:: Extract ::
====

In a huge decision whose repercussions will be felt for years by all Americans, the U.S. Supreme Court upheld President Obama’s signature piece of legislation from his first term, offering him an enormous victory just months before the November election and snatching away a major plank in Republican challenger Mitt Romney’s platform.

The court decision said that while the healthcare law’s individual mandate—requiring everyone American to buy health insurance as a way to lower costs for everyone—was going too far in levying fines for those who failed to buy it, the government could impose a tax on those who didn’t get insurance. So in effect the court just changed the method of penalizing people who failed to get insurance.

“Whatever the politics, today’s decision was a victory for people all over this country,” President Obama said in an appearance at the White House as he listed the law’s major provisions. “Thanks to today’s decision, all of these benefits and protections will continue.”

Obama said that despite the unpopularity of the individual mandate—which he noted he didn’t initially support—it is essential to the health care law.

====

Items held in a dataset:
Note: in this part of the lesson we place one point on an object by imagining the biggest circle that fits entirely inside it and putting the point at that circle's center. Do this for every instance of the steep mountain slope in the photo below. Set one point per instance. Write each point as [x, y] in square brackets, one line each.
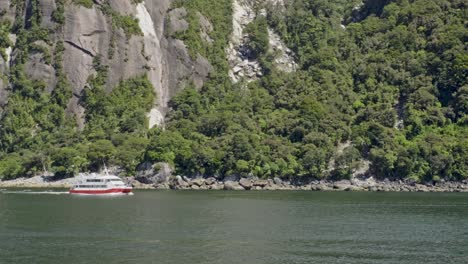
[294, 88]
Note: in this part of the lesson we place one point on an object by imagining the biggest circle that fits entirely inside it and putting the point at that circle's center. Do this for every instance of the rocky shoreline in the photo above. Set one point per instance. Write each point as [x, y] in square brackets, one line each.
[242, 184]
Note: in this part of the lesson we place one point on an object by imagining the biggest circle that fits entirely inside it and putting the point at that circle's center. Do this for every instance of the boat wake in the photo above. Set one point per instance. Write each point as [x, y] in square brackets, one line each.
[32, 192]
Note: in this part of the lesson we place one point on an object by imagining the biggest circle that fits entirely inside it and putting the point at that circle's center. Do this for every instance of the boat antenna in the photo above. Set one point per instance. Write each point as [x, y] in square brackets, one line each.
[105, 168]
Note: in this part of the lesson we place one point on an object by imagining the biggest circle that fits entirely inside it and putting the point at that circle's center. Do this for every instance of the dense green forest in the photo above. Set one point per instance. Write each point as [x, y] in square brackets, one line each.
[389, 77]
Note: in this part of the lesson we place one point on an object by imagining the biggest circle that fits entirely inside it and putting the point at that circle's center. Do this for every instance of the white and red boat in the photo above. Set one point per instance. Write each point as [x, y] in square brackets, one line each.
[101, 185]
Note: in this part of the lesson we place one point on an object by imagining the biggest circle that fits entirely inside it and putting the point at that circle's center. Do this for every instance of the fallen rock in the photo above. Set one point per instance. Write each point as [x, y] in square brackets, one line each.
[260, 183]
[233, 186]
[197, 182]
[210, 181]
[246, 183]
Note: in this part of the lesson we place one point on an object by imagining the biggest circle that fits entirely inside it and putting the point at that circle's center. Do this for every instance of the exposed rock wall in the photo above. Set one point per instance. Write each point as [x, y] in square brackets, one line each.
[88, 33]
[244, 12]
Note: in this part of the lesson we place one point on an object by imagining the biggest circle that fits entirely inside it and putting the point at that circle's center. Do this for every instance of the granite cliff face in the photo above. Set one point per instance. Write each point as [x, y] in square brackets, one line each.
[89, 32]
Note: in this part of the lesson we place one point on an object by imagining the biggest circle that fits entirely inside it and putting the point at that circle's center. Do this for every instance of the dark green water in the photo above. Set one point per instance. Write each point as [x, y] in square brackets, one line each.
[235, 227]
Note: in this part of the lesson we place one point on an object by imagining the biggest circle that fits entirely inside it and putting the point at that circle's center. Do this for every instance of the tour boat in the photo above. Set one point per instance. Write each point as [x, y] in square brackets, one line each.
[101, 185]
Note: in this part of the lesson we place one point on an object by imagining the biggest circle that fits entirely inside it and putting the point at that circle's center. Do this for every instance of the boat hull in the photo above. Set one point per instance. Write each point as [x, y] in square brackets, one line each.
[112, 191]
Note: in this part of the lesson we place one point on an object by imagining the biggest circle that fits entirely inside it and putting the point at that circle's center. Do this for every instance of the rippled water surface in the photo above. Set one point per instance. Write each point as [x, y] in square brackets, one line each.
[234, 227]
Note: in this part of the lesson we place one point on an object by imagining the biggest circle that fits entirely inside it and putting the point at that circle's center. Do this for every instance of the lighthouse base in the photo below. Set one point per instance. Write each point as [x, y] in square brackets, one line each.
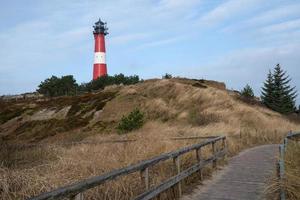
[99, 70]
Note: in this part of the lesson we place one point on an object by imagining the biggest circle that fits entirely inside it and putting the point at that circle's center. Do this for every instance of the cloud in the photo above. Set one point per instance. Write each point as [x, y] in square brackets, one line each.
[282, 27]
[275, 14]
[228, 10]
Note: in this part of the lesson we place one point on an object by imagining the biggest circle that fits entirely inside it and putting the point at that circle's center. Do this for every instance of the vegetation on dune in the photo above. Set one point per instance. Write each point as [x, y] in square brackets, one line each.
[67, 86]
[54, 86]
[134, 120]
[247, 92]
[167, 76]
[167, 108]
[104, 81]
[277, 94]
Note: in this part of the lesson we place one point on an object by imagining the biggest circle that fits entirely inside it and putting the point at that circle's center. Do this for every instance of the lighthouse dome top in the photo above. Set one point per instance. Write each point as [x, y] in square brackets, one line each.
[100, 27]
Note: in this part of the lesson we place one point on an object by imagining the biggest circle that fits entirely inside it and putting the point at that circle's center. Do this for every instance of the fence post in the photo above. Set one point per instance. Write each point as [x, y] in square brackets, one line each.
[177, 167]
[78, 196]
[281, 170]
[214, 152]
[224, 148]
[145, 178]
[198, 154]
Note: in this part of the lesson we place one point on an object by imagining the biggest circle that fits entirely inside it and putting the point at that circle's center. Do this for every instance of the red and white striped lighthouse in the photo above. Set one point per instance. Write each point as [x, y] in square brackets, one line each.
[100, 30]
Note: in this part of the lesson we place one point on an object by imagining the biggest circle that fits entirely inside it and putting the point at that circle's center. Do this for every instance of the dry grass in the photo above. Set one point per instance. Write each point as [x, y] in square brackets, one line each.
[172, 109]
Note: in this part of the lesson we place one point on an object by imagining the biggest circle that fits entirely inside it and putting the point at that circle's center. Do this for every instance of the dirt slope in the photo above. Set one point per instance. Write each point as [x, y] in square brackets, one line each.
[205, 106]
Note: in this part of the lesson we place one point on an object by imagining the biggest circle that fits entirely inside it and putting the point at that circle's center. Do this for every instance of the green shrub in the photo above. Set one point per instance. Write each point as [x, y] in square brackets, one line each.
[167, 76]
[247, 92]
[133, 121]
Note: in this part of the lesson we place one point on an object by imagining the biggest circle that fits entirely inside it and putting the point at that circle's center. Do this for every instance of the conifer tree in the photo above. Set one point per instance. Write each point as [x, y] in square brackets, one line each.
[267, 91]
[277, 93]
[247, 92]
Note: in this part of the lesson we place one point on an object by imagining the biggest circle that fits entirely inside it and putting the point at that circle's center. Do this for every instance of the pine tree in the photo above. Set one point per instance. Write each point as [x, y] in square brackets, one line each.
[267, 91]
[277, 94]
[247, 92]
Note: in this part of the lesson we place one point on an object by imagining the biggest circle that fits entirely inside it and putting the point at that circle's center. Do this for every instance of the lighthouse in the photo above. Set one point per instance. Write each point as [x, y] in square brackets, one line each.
[100, 68]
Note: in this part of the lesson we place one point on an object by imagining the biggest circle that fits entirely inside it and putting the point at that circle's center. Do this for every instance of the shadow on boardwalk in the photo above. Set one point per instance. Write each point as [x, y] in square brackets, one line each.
[244, 178]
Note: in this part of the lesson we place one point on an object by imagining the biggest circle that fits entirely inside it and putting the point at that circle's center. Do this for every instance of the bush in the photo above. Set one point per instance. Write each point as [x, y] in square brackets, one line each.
[167, 76]
[107, 80]
[133, 121]
[247, 92]
[55, 86]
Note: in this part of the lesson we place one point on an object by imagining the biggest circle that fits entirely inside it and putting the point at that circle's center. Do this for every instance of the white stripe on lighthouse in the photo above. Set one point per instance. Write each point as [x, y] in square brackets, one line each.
[99, 58]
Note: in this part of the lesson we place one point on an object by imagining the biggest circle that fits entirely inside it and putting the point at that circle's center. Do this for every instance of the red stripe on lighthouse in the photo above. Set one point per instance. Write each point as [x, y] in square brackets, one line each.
[100, 68]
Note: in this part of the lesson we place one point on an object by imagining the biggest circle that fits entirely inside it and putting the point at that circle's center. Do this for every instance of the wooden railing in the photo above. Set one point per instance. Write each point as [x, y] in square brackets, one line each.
[281, 164]
[75, 191]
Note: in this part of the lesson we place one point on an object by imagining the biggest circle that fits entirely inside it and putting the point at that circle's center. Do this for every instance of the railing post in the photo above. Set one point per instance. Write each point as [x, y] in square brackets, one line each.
[214, 153]
[198, 154]
[224, 148]
[177, 167]
[281, 171]
[77, 197]
[145, 178]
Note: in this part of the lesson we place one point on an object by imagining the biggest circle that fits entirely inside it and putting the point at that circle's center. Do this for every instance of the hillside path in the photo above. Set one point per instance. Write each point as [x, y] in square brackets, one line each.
[244, 178]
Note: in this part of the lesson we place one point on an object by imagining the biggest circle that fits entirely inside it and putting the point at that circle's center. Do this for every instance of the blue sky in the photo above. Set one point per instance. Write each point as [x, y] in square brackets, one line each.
[234, 41]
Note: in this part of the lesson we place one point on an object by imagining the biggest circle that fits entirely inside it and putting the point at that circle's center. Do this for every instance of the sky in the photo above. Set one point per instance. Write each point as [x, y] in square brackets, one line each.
[232, 41]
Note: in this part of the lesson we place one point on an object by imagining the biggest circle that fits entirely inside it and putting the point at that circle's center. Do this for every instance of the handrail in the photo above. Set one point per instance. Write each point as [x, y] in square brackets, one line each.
[281, 163]
[76, 190]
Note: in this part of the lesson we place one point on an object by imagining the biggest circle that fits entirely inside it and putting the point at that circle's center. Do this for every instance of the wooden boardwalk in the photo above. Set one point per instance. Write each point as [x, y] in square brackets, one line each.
[243, 179]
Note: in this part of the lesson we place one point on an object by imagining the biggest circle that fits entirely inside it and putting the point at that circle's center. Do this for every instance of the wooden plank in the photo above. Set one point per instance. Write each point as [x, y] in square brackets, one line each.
[193, 137]
[81, 186]
[153, 192]
[214, 152]
[145, 178]
[198, 155]
[77, 197]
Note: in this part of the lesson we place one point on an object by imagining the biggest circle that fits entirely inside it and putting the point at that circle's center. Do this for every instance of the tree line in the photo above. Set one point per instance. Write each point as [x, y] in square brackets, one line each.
[276, 93]
[68, 86]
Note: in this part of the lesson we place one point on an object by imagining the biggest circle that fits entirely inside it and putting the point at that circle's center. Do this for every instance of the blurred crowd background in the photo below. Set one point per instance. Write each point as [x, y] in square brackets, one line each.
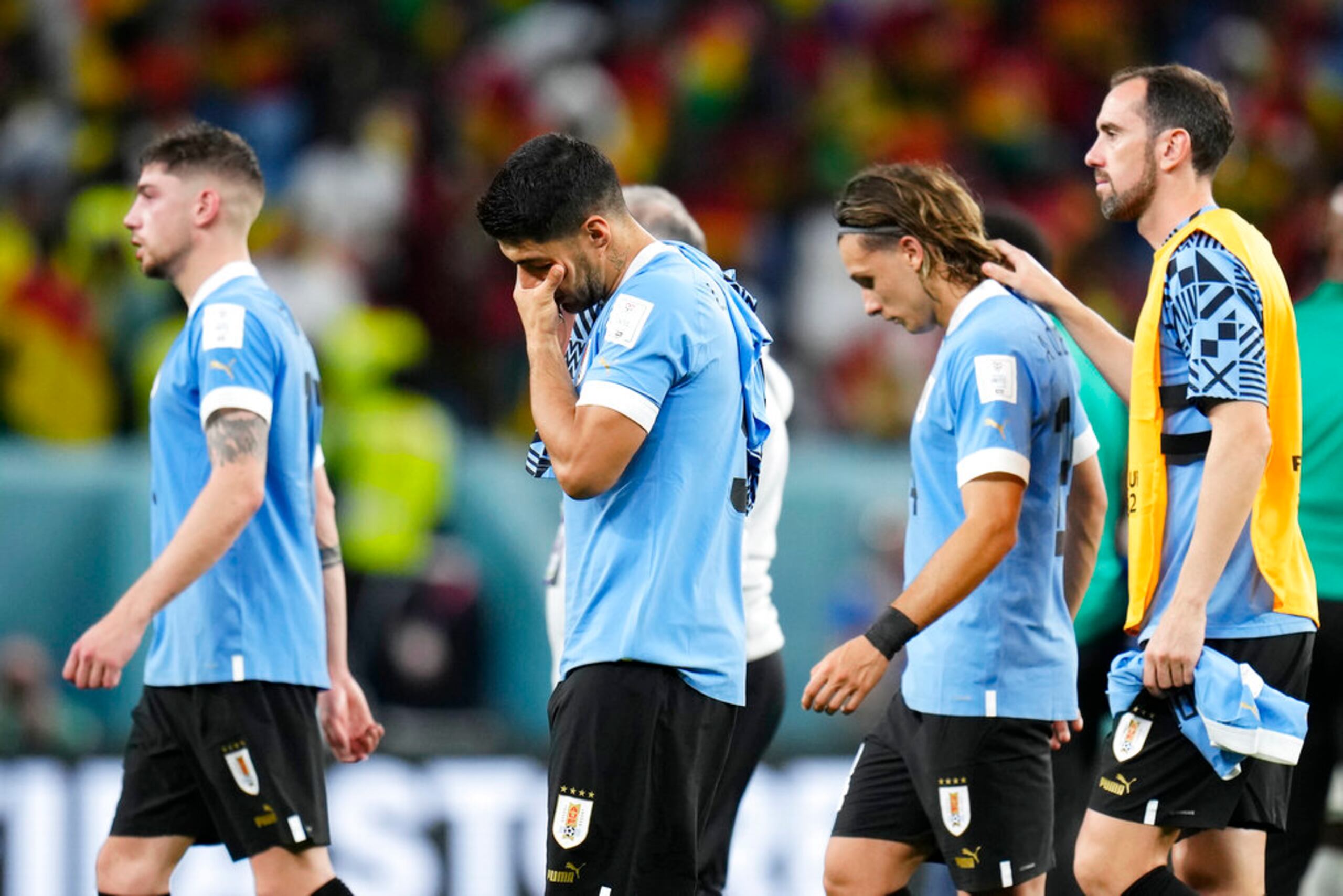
[379, 123]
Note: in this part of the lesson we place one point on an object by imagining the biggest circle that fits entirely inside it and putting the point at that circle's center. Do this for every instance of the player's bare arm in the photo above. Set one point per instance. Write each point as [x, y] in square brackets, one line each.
[589, 446]
[1108, 350]
[347, 720]
[237, 441]
[1087, 507]
[993, 506]
[1232, 473]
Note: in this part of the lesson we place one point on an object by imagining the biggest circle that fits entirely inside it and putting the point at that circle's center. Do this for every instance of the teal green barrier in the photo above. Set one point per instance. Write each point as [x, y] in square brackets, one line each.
[74, 534]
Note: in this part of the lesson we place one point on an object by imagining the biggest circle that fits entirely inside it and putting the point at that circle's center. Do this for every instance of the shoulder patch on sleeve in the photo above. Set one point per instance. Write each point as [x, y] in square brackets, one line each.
[627, 319]
[996, 375]
[222, 325]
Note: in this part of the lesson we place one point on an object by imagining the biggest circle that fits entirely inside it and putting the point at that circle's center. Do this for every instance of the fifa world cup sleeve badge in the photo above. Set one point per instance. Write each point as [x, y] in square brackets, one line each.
[572, 818]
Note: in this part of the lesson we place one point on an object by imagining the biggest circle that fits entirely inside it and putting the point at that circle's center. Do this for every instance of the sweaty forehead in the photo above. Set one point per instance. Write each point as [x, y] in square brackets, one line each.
[1125, 104]
[532, 254]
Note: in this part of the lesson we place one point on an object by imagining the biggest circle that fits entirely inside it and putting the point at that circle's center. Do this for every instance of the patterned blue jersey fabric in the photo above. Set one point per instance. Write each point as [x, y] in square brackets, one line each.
[1213, 343]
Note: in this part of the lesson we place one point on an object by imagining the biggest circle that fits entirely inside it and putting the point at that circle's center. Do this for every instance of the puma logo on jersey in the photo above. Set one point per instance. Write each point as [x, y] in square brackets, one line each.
[221, 366]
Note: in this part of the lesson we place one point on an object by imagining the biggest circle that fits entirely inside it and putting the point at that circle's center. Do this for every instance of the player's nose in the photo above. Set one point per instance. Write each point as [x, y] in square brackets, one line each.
[1094, 157]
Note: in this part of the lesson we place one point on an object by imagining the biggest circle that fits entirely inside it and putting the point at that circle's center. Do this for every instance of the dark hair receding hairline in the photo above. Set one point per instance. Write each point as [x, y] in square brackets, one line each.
[202, 147]
[1178, 96]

====

:: Tasks to perform ::
a) Name each person, court, and building mentioned by name in the report on the healthcare ruling.
b) Resume the report on the healthcare ruling from where it stops.
None of the items are needed here.

:: Answers by item number ::
a)
U.S. Supreme Court
President Obama
Mitt Romney
White House

b)
“People who can afford to buy health insurance should take the responsibility to do so,” the president said. He also noted that the mandate provision has been supported in the past by Republicans, including the presumed Republican presidential nominee.

Obama said he will continue implementation of the law, but said the country should now turn its attention back to concerns about the economy.

“What we won’t do, what the country cant afford to do, is refight the political battles of two years ago,” he said. “Now’s the time to keep our focus on the most urgent challenge of our time, putting people back to work.”

The decision is especially biting for Romney and Republicans because it was handed out by a conservative court considered vehemently opposed to most every piece of remotely liberal legislation that came before it. Most court observers expected the Supremes to knock down at least the individual mandate, if not the entire law.

So with this decision, the dozens of states that had kept on hold their plans to institute healthcare reform because they expected the law to be struck down will now have to scramble to figure out how to implement the details of the plan.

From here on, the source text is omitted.